Work request | All of the data must be retyped exactly, with nothing left out.

Point-per-instance localization data |
# # # # #

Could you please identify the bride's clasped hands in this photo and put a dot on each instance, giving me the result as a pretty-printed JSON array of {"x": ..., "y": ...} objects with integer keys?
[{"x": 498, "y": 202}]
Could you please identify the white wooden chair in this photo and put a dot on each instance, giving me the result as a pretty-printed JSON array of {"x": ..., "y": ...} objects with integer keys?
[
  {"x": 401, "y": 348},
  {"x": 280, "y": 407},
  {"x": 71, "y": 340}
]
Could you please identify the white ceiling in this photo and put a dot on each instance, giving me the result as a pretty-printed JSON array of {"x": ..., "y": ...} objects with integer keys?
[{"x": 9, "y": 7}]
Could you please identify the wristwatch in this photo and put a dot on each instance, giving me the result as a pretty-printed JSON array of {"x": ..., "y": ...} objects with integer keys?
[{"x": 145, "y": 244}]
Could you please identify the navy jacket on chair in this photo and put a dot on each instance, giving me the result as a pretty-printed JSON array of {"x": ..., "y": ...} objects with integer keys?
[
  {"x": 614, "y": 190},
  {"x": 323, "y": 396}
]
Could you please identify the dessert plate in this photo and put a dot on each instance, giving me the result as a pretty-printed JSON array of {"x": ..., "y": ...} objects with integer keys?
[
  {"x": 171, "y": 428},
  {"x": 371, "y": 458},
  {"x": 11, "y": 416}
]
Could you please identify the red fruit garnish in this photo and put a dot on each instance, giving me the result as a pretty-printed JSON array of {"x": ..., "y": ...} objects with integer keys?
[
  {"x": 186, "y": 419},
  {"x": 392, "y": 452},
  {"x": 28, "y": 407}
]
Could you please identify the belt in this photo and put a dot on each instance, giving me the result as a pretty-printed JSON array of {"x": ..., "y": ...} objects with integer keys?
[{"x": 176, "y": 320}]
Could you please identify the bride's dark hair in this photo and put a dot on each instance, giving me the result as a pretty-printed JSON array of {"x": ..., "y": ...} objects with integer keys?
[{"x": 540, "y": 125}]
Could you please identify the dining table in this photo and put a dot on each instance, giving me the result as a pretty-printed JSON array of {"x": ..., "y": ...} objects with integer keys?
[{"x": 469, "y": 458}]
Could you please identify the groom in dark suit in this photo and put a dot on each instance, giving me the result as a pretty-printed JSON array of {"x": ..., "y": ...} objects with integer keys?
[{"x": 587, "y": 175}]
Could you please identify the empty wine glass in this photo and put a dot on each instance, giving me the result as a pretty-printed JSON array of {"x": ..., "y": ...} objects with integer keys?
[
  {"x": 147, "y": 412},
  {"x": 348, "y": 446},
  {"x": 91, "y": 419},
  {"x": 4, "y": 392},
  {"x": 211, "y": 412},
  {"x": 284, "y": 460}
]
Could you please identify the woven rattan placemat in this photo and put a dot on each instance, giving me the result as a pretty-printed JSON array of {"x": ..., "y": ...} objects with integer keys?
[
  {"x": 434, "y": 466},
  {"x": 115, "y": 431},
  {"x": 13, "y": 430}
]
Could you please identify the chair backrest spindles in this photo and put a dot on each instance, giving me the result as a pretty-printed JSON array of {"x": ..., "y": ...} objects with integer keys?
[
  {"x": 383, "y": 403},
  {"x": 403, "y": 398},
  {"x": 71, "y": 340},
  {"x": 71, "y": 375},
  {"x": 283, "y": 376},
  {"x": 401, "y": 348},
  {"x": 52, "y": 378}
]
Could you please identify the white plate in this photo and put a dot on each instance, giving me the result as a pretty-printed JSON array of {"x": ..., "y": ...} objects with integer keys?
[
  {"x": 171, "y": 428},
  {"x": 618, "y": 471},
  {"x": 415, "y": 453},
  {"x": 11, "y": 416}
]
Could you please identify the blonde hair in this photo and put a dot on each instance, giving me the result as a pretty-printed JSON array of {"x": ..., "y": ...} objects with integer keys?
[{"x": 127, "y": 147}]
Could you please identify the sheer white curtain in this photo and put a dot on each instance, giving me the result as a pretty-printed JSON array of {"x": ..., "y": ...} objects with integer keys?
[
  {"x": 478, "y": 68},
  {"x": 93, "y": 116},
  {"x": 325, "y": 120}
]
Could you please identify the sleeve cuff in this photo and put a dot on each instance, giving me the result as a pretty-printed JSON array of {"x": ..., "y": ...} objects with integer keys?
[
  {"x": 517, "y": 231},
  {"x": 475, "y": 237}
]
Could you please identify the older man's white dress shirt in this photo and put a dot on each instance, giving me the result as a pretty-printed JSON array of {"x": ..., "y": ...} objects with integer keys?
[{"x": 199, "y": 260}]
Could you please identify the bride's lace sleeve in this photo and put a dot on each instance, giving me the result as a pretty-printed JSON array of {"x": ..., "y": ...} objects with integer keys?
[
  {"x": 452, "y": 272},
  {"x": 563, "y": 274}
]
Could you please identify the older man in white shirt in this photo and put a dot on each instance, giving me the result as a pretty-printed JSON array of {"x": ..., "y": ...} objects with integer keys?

# # # # #

Solution to the exercise |
Could you please identify the bride's clasped hands in this photo and put a dot on each instance, giving me the result as a pretty-printed JSON array of {"x": ..., "y": ...} objects with integer keys?
[{"x": 498, "y": 202}]
Could you please identify the white wooden chair in this photo and put a dot on each instance, giving me the result as a pretty-printed JSON array of {"x": ..., "y": ...} objects with integer keys?
[
  {"x": 401, "y": 348},
  {"x": 280, "y": 407},
  {"x": 71, "y": 340}
]
Could you please identify the white ceiling in this photo and put a dot on each instance, giving me the result as a pretty-printed JSON array of {"x": ..., "y": ...} objects with integer keys?
[{"x": 9, "y": 7}]
Could you please identify the wristwatch in this photo and put a dot on each instance, giving me the result as a pretty-printed JSON array of {"x": ..., "y": ...} objects with integer keys?
[{"x": 145, "y": 244}]
Could you please identify the navy jacket on chair in this photo and put a dot on each instance, giving me the result as a pretty-printed JSON array of {"x": ..., "y": ...} objects with integer keys?
[
  {"x": 614, "y": 190},
  {"x": 323, "y": 396}
]
Could you please identify the dessert plate in this photo and put a dot on each instance, giving me the result as a pretty-printed JSON array of {"x": ..., "y": ...} objects with integer keys?
[
  {"x": 171, "y": 428},
  {"x": 371, "y": 458},
  {"x": 11, "y": 416}
]
Could you please identify the red fruit garnish in this photo and put a dot on each instance, giving me the result as a pretty-printed JSON array of {"x": ..., "y": ...} objects with integer keys?
[
  {"x": 186, "y": 419},
  {"x": 392, "y": 452},
  {"x": 28, "y": 407}
]
Could you please identify the belt in this photo and put a dot on each instance, giving me the result as a pretty-printed JSON array of {"x": ..., "y": ...} objects with integer keys?
[{"x": 176, "y": 320}]
Could you please identify the bride's dark hair in this photo and put a dot on each instance, giving me the result as a pretty-printed JSON array of {"x": ..., "y": ...} objects with integer keys?
[{"x": 540, "y": 125}]
Could you please identify the dining table in this photo and put a dot on each instance, giving me the result as a pretty-printed JSON array of {"x": ..., "y": ...} objects with integer keys?
[{"x": 469, "y": 458}]
Could you please identify the groom in dark suit in this photo and put a dot on each instance, giving me the result as a pretty-printed JSON array of {"x": ..., "y": ...} objects with integer keys?
[{"x": 587, "y": 175}]
Could you please identify the empty wine glass in this photo and put a dot on each instance, giving me the result as a pretty-printed JSON array of {"x": ..., "y": ...} objects with integer keys?
[
  {"x": 147, "y": 412},
  {"x": 348, "y": 446},
  {"x": 91, "y": 419},
  {"x": 4, "y": 392},
  {"x": 211, "y": 412},
  {"x": 284, "y": 460}
]
Could you please identify the woven rattan placemat in this photo and put a dot on each instance, giving me the result as a pretty-printed JSON array of {"x": ..., "y": ...} objects with integer keys?
[
  {"x": 434, "y": 466},
  {"x": 115, "y": 431},
  {"x": 13, "y": 430}
]
Could you please identify the chair backrest spindles in this photo and put a dot on each instance, giving me the result as a pretty-printed JSON array of {"x": ..., "y": ...} objects with integer keys?
[
  {"x": 383, "y": 403},
  {"x": 403, "y": 398},
  {"x": 71, "y": 340},
  {"x": 71, "y": 375},
  {"x": 283, "y": 376},
  {"x": 401, "y": 348},
  {"x": 52, "y": 378}
]
Could you please identify the white plate in this photo and put a dot on each instance, giving me the result as a pretty-printed JSON array of {"x": ..., "y": ...} objects with integer keys?
[
  {"x": 171, "y": 428},
  {"x": 618, "y": 471},
  {"x": 415, "y": 453},
  {"x": 11, "y": 416}
]
Could you please identify the blonde hair in this photo and put a dot on each instance, giving me the result as a pretty-printed JSON array of {"x": ..., "y": ...} objects with integer keys?
[{"x": 127, "y": 147}]
Could you please identify the sheer white curtain in this photo and put a dot on each instance, giving me the result as a pretty-printed JSON array of {"x": ..., "y": ...} objects with integer keys?
[
  {"x": 478, "y": 68},
  {"x": 93, "y": 116},
  {"x": 325, "y": 120}
]
Could you please identify the sleeve cuff in this photo and put a dot on each instance, giving me the result as a pretty-printed JSON array of {"x": ..., "y": ...} objects with integer keys?
[
  {"x": 517, "y": 231},
  {"x": 475, "y": 237}
]
Could you please identify the older man's white dress shirt in this photo and put a dot on each instance, giving me the result as a pretty-printed JSON array of {"x": ..., "y": ...} objects with integer keys?
[{"x": 199, "y": 260}]
Could you please identify the bride's lace sleeve in this photo and put a dot on each instance, giving me the result as a pretty-printed JSON array of {"x": ..., "y": ...} objects with integer keys?
[
  {"x": 452, "y": 272},
  {"x": 563, "y": 274}
]
Could you please identify the older man in white shirt in this photo and put a dot on each instance, giving me the result as a pretty-printed JSON array of {"x": ..., "y": ...} objects with integer keys?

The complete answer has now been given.